WHAT IS BEING ASKED: Set every record down again exactly. Do not carry over the pictures.

Dataset excerpts
**********

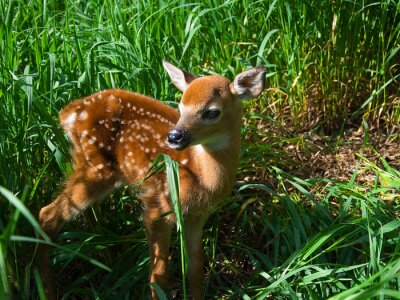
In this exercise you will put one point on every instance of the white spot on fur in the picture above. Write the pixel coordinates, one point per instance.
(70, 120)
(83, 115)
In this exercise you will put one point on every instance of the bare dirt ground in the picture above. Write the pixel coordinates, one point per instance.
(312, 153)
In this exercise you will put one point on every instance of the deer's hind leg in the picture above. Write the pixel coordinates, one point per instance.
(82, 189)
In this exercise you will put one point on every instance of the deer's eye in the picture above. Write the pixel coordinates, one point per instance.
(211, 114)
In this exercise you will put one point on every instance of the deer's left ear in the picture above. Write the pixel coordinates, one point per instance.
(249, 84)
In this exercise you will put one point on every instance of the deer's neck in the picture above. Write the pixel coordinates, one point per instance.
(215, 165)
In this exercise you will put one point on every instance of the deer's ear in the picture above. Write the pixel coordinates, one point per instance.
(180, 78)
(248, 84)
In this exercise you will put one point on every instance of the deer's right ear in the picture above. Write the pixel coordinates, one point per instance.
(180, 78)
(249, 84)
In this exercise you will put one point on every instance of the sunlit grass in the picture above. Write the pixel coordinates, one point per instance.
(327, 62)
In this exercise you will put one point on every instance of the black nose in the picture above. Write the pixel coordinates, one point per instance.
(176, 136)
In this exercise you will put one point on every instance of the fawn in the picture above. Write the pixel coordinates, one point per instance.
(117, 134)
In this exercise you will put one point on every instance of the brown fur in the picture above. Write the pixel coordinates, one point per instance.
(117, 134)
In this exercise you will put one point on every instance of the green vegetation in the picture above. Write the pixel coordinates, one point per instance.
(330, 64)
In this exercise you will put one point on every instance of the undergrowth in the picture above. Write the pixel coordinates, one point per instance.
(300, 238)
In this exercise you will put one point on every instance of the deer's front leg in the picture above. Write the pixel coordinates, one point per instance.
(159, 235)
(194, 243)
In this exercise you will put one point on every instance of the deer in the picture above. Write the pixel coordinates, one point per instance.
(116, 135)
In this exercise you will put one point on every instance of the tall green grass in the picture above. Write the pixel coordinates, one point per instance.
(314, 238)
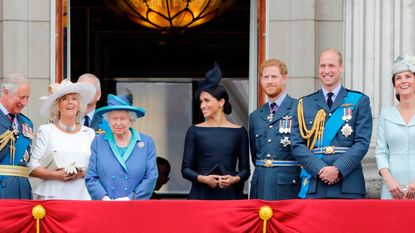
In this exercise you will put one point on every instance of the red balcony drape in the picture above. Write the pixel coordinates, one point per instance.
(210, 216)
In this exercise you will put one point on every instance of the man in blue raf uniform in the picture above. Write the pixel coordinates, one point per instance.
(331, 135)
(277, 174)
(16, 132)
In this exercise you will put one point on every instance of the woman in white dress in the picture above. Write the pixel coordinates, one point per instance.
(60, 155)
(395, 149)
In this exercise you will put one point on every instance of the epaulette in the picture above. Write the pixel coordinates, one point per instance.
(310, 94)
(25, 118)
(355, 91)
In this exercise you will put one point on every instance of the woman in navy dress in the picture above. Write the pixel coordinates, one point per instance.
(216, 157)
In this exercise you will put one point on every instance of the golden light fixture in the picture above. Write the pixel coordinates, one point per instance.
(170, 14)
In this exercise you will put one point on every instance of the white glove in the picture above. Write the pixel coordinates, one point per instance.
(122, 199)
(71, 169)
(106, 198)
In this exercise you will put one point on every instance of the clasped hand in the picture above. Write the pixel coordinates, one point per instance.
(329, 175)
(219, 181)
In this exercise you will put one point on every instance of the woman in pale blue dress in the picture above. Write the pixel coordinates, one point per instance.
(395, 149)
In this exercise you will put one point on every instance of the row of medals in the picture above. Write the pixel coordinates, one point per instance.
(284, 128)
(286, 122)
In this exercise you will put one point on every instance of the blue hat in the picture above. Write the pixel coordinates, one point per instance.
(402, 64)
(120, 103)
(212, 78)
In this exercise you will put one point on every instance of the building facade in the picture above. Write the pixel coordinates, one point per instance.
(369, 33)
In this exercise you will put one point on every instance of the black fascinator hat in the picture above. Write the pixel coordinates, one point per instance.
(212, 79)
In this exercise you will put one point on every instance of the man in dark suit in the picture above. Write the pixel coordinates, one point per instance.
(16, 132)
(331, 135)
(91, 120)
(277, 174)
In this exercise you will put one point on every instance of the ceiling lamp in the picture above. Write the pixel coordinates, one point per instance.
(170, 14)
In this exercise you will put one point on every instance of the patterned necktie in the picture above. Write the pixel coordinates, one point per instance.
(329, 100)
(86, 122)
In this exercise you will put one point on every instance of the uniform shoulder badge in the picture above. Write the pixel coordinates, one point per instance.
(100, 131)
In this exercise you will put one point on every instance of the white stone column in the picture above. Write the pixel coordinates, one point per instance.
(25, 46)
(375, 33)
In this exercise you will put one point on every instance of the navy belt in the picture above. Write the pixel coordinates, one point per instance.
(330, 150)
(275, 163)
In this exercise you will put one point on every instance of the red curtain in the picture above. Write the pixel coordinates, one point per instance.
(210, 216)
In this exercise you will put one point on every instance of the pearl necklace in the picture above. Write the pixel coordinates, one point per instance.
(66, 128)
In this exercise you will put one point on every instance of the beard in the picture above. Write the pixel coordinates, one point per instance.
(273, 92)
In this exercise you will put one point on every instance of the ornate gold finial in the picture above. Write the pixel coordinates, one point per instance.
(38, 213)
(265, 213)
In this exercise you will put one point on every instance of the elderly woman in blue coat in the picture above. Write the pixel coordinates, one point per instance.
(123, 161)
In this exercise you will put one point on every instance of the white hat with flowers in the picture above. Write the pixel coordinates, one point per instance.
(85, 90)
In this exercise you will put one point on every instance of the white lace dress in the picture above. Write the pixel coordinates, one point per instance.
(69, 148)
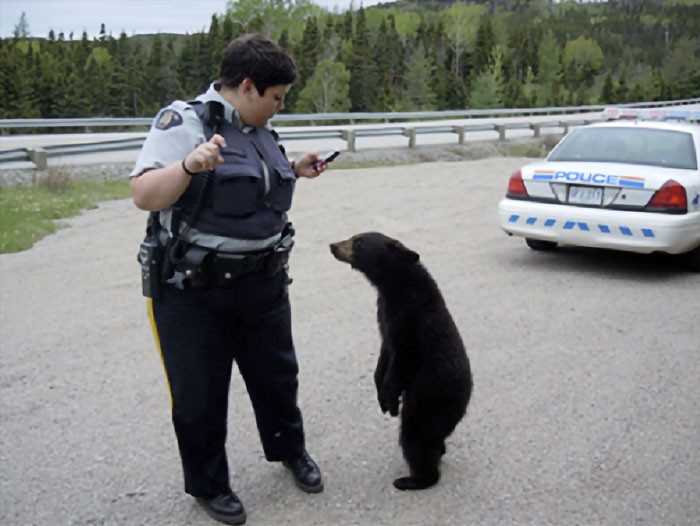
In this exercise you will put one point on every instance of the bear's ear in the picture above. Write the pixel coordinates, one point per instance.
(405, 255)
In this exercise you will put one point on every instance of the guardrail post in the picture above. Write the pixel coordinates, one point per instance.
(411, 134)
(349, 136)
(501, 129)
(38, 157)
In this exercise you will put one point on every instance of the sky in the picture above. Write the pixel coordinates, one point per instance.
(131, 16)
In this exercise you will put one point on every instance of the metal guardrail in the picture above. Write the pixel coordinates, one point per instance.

**********

SOLUTION:
In this exercise you will put one point on every instance of the white spot on fur in the picture above. Write the pixel coordinates, one point per instance.
(70, 120)
(83, 115)
In this exercise you will put one point on every instance of the bare dirt ground in the picture above. Write the pixel coordinates, one point per instance.
(312, 153)
In this exercise you will put one point on every instance of the deer's hind leg in the picture above. Write the pixel coordinates, one point per instance.
(82, 189)
In this exercise you will put one point on every instance of the deer's eye in the picture above. Write the pixel coordinates, one point per instance.
(211, 114)
In this exercise you will put one point on every instance of the deer's left ear in the picture above. Write the pixel coordinates, one point per instance.
(249, 84)
In this exercise you will put one point on every instance of the deer's neck in the picture above. Write the pixel coordinates, one point per instance.
(215, 165)
In this exercise you will put one point on every instance of the deer's ear in the picture above. Write the pixel coordinates, one point per instance.
(180, 78)
(248, 84)
In this exercise you will put one point on every instance of the deer's right ear in the picture above. Write the pixel coordinates, one point per instance.
(180, 78)
(249, 84)
In this exercise you will put one point on every instance of the sunlit grass in the picture above. Write the pixel coordinates, one point per instance.
(327, 62)
In this exercise you will put one point on every instance of the black nose in the picture above. Write the pixel coordinates, one point per instance.
(176, 136)
In this exercise you will put one point on every instance of the fawn in the picture above. Write the pixel coordinates, one point per instance.
(117, 134)
In this exercise you will put one point on every instance of the brown fur in the picture above. Write the pixel coordinates, one point per instance.
(117, 134)
In this exercise you will put one point on every instance of the green vegetation in the picture above. Write the pixel coordinates, one point per instance.
(330, 64)
In this exercise you will put one point on every instance of the undergrowth in the picture above. Write the pixel coordinates, one point per instance.
(300, 238)
In this exercise you will put one point on every instance of the deer's front leg in the picture above. Write the pixel coordinates, one point per instance.
(159, 235)
(194, 243)
In this exercise you will put one point on every instance of the deer in the picture above. Write the pixel coordinates, one point per instance.
(116, 135)
In this exercise you will put one point on every instance of the tall green grass in the picture above. Write the pixel coordinates, one point per instance.
(314, 238)
In this exercise you will put one point on every instance of the red balcony drape in the picture above. Write the pixel coordinates, one point per instance.
(210, 216)
In this exercise you will put one point on every instance of the man in blue raf uniform in the picture above. Write the pixel coordinates, one point per instance.
(331, 135)
(277, 174)
(16, 132)
In this exercise you will put one point on every instance of the woman in white dress in the picture above. Write the pixel coordinates, one point per instance.
(60, 155)
(395, 149)
In this exercise you will put one point on every instance of the epaulette in the picture above. Write the pixel coordinates, one point per instance.
(310, 94)
(25, 118)
(355, 91)
In this exercise you will put one point on every instance of the woman in navy dress in the picture above. Write the pixel coordinates, one point per instance.
(216, 157)
In this exercise you will put one point on every instance of the golden light fixture in the picture above. Write the pixel coordinates, one point per instance.
(170, 14)
In this exercise you will put one point on every instance of the white glove in the picture above. Write the pixel coordinates, one point per instance.
(122, 199)
(71, 169)
(106, 198)
In this exercise you will put one point on every instance of the clasped hand in the picture above. Write the pixel coordinates, one point per instance.
(329, 175)
(219, 181)
In this exercise you will put one point on every instance of the woman in pale blue dress in the picture above. Write the pixel coordinates, one point per instance.
(395, 149)
In this exercise you will put one point on every instance of the row of medals in the picture above. Write the pixel coordinates, one point per instance.
(284, 128)
(286, 122)
In this exercise you will put one point on every instance of the blue hat in the picture above. Write the pixel coordinates, one point per instance.
(402, 64)
(120, 103)
(212, 78)
In this exercise you will put one point on every instance of the building facade in the picture above. Write the pixel coordinates, one point per instance.
(369, 33)
In this exercise you will put one point on every instance of the black fascinator hat in the picture above. Write the pixel coordinates, one point per instance.
(212, 79)
In this exercise you will put one point on every instance of the man in dark suit in the picture above. Write the pixel coordinates, one point per instance.
(16, 132)
(331, 135)
(91, 120)
(277, 174)
In this exercise you will put one point on every instance of the ceiling lamp in the picture above. Write the pixel coordinates, one point per instance.
(170, 14)
In this exercise you will put one point on every instance of the patterned necktie in the picture above. Write the pixel coordinates, one point per instance.
(329, 100)
(86, 122)
In this exercise you will put one point on every instance of the uniform shoulder badge in the picture above. Write the pixel coordinates, one point per instance.
(100, 131)
In this exercise you will put one point on every instance of the white stone column in the picture above. Write the pixel coordinates, one point per instance.
(25, 46)
(375, 33)
In this exercise you will put one point on every instance of the navy belt in the picture above. Write the pixel coordinates, one point per instance.
(330, 150)
(275, 163)
In this exercise you will put one point on every instance of the red curtain in the picture above. Write the pixel coordinates, one point per instance.
(210, 216)
In this exercise you will put one point on every instance of the pearl necklace in the picture above. Write the pixel coordinates, one point per instance.
(66, 128)
In this exercise you will put one point on every instance of the beard in the picture above. Write the pixel coordinates, one point per instance.
(273, 92)
In this exercise you will put one point on every instance of the ornate gold finial in the picture above. Write the pixel coordinates, one point per instance.
(38, 213)
(265, 213)
In this exercise you will put one point on every instance of the elderly woman in blue coat in the picture above. Write the pixel coordinates, one point per instance.
(123, 161)
In this exercise you will put one point on every instance of the white hat with flowers in the picture above. Write the pixel coordinates, one point per instance.
(85, 90)
In this exercise you will put one point on every instance of the white lace dress in the picture above. Write the pixel coordinates, one point per instance.
(69, 148)
In this exercise you will put one point on every instance of the bear's ear in the picture above. Write the pixel coordinates, one point per instance.
(405, 255)
In this exercise you will put one point on every instance of the guardrail post in the picture above. Write the pixel coordinates, one point per instance.
(411, 134)
(349, 136)
(501, 129)
(38, 157)
In this exercise you will put one point on every instance of the sky in the picture above. Write the pixel coordinates, one point per instance.
(131, 16)
In this exercise you will put one point on every instance of the metal guardrail in the picture above. Write the pixel coordinates, one point per instance.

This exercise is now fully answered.